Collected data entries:
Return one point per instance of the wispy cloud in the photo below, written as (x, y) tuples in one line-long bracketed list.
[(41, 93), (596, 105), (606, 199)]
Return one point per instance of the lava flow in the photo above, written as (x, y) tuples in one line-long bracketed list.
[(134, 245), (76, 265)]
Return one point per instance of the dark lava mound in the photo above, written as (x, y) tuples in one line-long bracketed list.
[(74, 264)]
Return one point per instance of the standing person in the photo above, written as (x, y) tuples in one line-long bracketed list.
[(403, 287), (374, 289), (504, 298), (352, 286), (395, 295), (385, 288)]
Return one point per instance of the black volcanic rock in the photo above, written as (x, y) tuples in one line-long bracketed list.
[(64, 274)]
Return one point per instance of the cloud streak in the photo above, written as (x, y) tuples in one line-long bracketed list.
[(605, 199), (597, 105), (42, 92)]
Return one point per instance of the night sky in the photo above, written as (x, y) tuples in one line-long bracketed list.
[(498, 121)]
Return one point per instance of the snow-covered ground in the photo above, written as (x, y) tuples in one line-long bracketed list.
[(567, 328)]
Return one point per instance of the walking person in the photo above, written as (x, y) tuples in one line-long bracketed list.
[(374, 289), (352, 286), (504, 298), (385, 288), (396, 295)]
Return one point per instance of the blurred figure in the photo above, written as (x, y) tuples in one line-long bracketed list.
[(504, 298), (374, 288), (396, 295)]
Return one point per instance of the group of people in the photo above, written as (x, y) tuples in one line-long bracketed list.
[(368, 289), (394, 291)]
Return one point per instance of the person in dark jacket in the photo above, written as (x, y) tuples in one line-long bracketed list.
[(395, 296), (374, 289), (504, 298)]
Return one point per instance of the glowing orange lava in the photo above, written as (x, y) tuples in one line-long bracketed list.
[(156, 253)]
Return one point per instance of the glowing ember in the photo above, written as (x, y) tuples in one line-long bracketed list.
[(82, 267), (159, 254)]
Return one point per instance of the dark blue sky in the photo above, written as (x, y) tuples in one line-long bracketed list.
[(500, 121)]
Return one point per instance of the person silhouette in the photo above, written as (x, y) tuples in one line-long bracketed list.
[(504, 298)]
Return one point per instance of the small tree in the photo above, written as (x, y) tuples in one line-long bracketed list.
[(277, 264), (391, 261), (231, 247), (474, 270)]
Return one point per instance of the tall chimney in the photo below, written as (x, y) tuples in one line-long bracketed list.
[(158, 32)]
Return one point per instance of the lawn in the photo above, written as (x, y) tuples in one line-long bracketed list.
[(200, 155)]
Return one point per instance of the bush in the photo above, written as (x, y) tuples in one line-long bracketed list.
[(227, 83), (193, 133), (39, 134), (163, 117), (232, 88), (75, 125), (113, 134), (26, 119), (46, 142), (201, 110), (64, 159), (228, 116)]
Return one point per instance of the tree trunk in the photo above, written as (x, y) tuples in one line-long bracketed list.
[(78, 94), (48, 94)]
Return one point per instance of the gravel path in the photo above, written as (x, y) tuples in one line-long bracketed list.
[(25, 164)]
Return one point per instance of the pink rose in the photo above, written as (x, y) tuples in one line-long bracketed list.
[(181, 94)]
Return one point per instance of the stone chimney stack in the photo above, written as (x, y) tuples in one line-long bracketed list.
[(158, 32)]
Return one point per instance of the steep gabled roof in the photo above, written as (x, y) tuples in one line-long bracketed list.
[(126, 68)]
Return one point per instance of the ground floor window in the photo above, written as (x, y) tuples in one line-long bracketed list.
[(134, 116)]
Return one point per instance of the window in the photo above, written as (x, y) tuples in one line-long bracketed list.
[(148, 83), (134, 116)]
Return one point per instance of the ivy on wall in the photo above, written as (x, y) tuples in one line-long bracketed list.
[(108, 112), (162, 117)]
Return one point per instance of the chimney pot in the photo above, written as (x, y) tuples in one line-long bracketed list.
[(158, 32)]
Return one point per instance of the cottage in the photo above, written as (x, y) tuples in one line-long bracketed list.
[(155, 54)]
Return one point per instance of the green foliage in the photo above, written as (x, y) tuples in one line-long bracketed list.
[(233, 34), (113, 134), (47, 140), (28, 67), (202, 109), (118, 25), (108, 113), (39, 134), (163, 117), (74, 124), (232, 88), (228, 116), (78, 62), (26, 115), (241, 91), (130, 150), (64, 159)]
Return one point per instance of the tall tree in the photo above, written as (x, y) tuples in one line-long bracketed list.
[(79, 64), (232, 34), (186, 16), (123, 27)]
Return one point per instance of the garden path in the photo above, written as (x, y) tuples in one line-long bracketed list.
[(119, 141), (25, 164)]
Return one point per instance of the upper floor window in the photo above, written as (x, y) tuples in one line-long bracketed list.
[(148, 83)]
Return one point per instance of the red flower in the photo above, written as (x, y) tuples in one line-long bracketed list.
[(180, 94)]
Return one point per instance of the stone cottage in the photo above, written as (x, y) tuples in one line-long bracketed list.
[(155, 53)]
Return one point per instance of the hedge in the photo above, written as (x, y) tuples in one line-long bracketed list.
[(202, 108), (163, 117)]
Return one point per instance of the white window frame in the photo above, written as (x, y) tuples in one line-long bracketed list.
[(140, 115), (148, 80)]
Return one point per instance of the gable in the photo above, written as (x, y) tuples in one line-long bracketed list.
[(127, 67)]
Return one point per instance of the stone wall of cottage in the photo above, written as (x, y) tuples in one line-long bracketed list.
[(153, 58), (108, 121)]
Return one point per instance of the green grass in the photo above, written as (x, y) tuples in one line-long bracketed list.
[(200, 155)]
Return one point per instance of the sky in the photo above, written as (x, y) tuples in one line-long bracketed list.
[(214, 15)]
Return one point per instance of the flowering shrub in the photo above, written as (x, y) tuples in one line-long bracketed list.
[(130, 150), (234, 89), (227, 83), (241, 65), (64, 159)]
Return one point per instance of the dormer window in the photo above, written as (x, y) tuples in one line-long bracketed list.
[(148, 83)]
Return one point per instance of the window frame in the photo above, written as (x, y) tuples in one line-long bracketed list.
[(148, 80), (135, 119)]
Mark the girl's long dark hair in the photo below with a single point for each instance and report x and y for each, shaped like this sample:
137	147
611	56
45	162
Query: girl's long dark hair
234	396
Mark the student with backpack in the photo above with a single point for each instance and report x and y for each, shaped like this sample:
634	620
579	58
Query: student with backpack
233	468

Exercise requirements:
Output all the lines above, matching them word for word.

Task response:
Return one point per instance of the wispy cloud in the photo below, written as (x, y) tuples in one line-long bracketed list.
[(41, 93), (596, 105), (606, 199)]
Return one point per instance of the lava flow in the photo above, written as (x, y) tuples in one line-long bracketed list.
[(134, 245), (76, 265)]
Return one point per instance of the dark lava mound in the photo above, written as (x, y) tuples in one line-long bracketed list.
[(74, 264)]
Return one point per instance of the standing person in the photo above, written as (x, y) tuples in one line-long bracketed list.
[(403, 287), (374, 289), (504, 298), (352, 286), (395, 295), (385, 288)]
Return one point per instance of the black volcanic rock in the photo above, written as (x, y) tuples in one line-long bracketed list.
[(64, 274)]
Return one point per instance of the cloud streak in the photo above, written as (x, y) tuples in one line-long bracketed list.
[(605, 199), (597, 105), (42, 92)]
Return one point per instance of the night sky in the photo above, written as (x, y) tuples in one line-long bracketed list.
[(498, 121)]
Return one point per instance of the snow-covered ground in the photo above, written as (x, y) tuples in one line-long bracketed list.
[(567, 328)]
Return one point per instance of the walking person in the photo above, written as (x, y) tuples in one line-long bracketed list.
[(374, 289), (352, 286), (504, 298), (385, 288), (396, 295)]
Return one point per instance of the blurred figure in the photo above, written as (x, y) tuples in one line-long bracketed list.
[(504, 298), (374, 288), (396, 295)]
Return one point per instance of the group of people in the photo above, written as (x, y) tuples in one line-long bracketed list.
[(368, 289), (394, 291)]
Return one point per instance of the person in dark jacket in the photo above, written as (x, y) tuples in one line-long bracketed list.
[(395, 296), (374, 289), (504, 298)]
Return one point per instance of the glowing orange lava in the photo above, written as (x, y) tuples in one line-long bracketed list.
[(156, 253)]
Return one point per instance of the glowing ember in the photo above, written as (x, y) tuples in one line-long bracketed list.
[(82, 267), (159, 254)]
Return one point per instance of the dark blue sky in the photo above, written as (x, y) tuples in one line-long bracketed list.
[(500, 121)]
Return one point per instance of the person silhouette in the photo above, written as (x, y) tuples in one line-long bracketed list.
[(504, 298)]
Return one point per instance of the small tree in the photo above, written as (x, y) tuples in one line-long bracketed list.
[(277, 264), (391, 261), (231, 247), (474, 270)]
Return one point per instance of the tall chimney in the photo below, written as (x, y) tuples in one line-long bracketed list.
[(158, 32)]
Return one point per instance of the lawn in the photo above, written as (x, y) tuples in one line-long bracketed list.
[(200, 155)]
Return one point per instance of the bush in the photo above, written as (x, y) tuples in one line-long bracketed list.
[(227, 83), (193, 133), (39, 134), (163, 117), (232, 88), (75, 125), (113, 134), (26, 119), (46, 142), (201, 110), (64, 159), (228, 116)]
Return one point per instance of the tree trunk in the photo above, written as (x, y) tuples in one line-long bracketed list.
[(78, 94), (48, 94)]
Return one point per instance of the gravel path in the photo above, written as (x, y) tuples in one line-long bracketed list.
[(25, 164)]
Return one point per instance of the pink rose in the photo above, written as (x, y) tuples in one line-long bracketed list.
[(181, 94)]
Return one point per instance of the stone chimney stack in the photo above, written as (x, y) tuples in one line-long bracketed list.
[(158, 32)]
Return one point per instance of the steep gabled roof in the photo above, written as (x, y) tuples in one line-long bracketed list.
[(126, 68)]
Return one point per instance of the ground floor window in the photo above, written as (x, y) tuples in one line-long bracketed list.
[(134, 116)]
Return one point per instance of the window in the photo above, written as (x, y) tuples in one line-long bracketed list.
[(148, 83), (134, 116)]
Return one point per instance of the ivy on wall in the photo above, written as (x, y) tuples in one line-long bracketed list.
[(108, 112), (162, 117)]
Return one point per instance of the chimney pot in the photo above, written as (x, y) tuples in one line-long bracketed list.
[(158, 32)]
Return one point per instance of the cottage in the photo above, written as (x, y) tuples in one line-long bracketed list.
[(155, 54)]
Return one point per instance of the green foliage in the photo above, written as (x, y) tuples in one line-long bracketed list.
[(233, 34), (113, 134), (47, 140), (28, 67), (202, 109), (118, 25), (108, 113), (39, 134), (163, 117), (74, 124), (232, 88), (228, 116), (78, 62), (26, 115), (241, 91), (130, 150), (64, 159)]
Return one point per instance of the tall tree in the photo above, written as (x, y) tuples in one line-long bracketed list.
[(79, 64), (232, 34), (186, 16), (123, 27)]
Return one point per instance of the garden path in the photo above, written as (x, y) tuples in one line-long bracketed list.
[(119, 141), (25, 164)]
Return one point per instance of the upper floor window in the photo above, written as (x, y) tuples in one line-long bracketed list.
[(148, 83)]
Return one point per instance of the red flower in the photo above, written as (x, y) tuples in one line-long bracketed list.
[(180, 94)]
Return one point per instance of the stone cottage in the photo above, written as (x, y) tuples in one line-long bracketed list.
[(155, 53)]
Return one point per instance of the hedge in the photo above, written as (x, y) tuples in one line-long bracketed list.
[(202, 108), (163, 117)]
Return one point per instance of the white window frame in the photo above, written as (x, y) tuples in one line-long bracketed list.
[(140, 115), (148, 80)]
Return one point per instance of the gable in the photo above, written as (x, y) tuples in one line-long bracketed list.
[(127, 67)]
Return one point per instance of the stone wall of cottage in the photo above, written as (x, y) tuples in one line-long bracketed list.
[(153, 58), (108, 121)]
Return one point per instance of the green grass in the photo above, written as (x, y) tuples in one line-long bracketed list.
[(200, 155)]
Return one point per instance of the sky in the photo above, written as (x, y) tuples in one line-long bracketed list.
[(214, 15)]
Return one point per instance of the flowering shrub in the photo above, written as (x, y) tuples in one line-long bracketed list.
[(130, 150), (234, 89), (227, 83), (241, 65), (64, 159)]
Return one point per instance of the dormer window in the photo above, written as (x, y) tuples in one line-long bracketed list.
[(148, 83)]
Return one point per instance of the window frame in the photo above, written as (x, y) tuples in one line-long bracketed list.
[(148, 80), (135, 119)]
Mark the girl's long dark hair in the photo below with a single point for each instance and report x and y for each, shaped like this sample:
137	147
611	56
45	162
Query: girl's long dark hair
234	396
Mark the student with backpack in the photo above with a single point for each instance and report x and y for each, shaped like this sample:
634	620
579	58
Query: student with backpack
233	468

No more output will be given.